Set exercise >>
Answer these questions using the passage about Acworth's views:
1. Which chapter is cited for the claim that animals know no fear and feel no pain?
2. What flushed the little bird from its shrub?
3. Which two inventions did Acworth consider the right kind?

Excerpt to read >>
He also argued that animals are incapable of thought. Know no fear. Feel no pain. (Chapter XVII).* This is his solution to the problem of animal suffering that Lewis later wrestled with, unsatisfactorily, in THE PROBLEM OF PAIN. Unfortunately, it defies the personal experience of anyone who's ever had anything to do with animals, whether as a pet, a working animal, farm animals, wildlife observed, etc. Certainly the little bird that I saw  today get flushed from its shrub by a nearby leaf-blower, clipped by a passing car, and drop into the street where it fluttered desperately knew fear and knew pain. I managed to rescue it from the street and held it in my hands while my friend Richard and I tried to find someplace to take it to (like the Sarvey wildlife rescue people back in Renton). But to no avail; we’d just gotten a reference to the local humane society (which seemed a long shot) when it gave a few sudden twists and died -- whether from its original injuries or sheer terror was not apparent. It would be very hard for me to convince myself that despite what little I could do it didn't feel pain and didn't know fear during that last five minutes of its shortened life.

Acworth also held a number of quirky opinions that don't directly concern us but tell us a lot about how seriously we shd take him, like his belief that men had definite Jekyll and Hyde aspects but that women were both at once, or his mockery of Einstein, whom he refused to consider a real scientist -- 'real' scientist, it turns out, make things or discover immutable laws of nature; faux-scientist like Einstein just come up with unprovable theories. Or his argument that trains and electric lights were the right kind of invention (being perfectible), whereas airplanes were the wrong kind (being completely at the mercy of wind and weather). Or his attack on "feminists of both sexes", or his belief that pacifist were hypocrites because they favor bombing campaigns against civilian targets rather than support combat by just and merciful Xian sailors and soldiers. (p. 320)** As is so often the case with Acworth's more bizarre statements, there's really no telling where he got this from; certainly I'm not aware of any pacifists who support bombing people, or who could call themselves pacifists if they did.

Data records >>
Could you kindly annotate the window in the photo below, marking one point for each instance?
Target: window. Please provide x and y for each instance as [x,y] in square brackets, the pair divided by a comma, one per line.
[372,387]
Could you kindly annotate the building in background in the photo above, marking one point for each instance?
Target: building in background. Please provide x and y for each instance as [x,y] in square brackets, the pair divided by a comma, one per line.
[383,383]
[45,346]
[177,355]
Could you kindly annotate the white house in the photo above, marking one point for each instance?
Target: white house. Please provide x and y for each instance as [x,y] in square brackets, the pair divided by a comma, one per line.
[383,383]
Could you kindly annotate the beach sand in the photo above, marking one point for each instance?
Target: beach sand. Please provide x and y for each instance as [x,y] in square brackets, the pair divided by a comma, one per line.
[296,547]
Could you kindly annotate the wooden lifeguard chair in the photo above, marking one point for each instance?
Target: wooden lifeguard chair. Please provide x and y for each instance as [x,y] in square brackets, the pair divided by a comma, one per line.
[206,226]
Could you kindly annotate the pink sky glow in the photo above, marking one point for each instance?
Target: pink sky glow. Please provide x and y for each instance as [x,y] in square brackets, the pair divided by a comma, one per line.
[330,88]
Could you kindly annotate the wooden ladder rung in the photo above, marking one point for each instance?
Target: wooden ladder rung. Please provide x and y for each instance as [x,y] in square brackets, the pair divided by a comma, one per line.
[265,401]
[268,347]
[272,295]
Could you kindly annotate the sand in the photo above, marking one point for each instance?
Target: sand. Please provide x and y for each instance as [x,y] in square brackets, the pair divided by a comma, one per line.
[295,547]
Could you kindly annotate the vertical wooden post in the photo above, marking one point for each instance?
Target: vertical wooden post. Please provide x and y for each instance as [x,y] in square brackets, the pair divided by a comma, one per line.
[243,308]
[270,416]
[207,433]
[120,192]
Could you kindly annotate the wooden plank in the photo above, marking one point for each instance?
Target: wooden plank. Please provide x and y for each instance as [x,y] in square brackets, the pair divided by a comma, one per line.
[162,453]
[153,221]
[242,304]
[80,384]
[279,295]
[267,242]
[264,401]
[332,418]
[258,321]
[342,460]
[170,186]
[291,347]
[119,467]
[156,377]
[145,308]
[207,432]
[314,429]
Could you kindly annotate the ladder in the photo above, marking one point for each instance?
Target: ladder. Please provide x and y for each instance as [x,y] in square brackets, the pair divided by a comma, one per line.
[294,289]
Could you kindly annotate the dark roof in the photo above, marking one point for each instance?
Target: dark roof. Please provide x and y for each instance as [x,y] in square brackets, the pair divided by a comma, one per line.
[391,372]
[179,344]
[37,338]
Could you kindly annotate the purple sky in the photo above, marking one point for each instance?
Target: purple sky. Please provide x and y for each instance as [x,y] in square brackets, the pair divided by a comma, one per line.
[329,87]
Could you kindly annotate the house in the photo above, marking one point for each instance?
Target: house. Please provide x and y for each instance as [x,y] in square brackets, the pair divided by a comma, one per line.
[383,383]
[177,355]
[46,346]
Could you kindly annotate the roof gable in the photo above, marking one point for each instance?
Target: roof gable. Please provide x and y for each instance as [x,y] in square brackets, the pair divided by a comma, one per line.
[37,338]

Completed exercise >>
1. Chapter XVII
2. A nearby leaf-blower
3. Trains and electric lights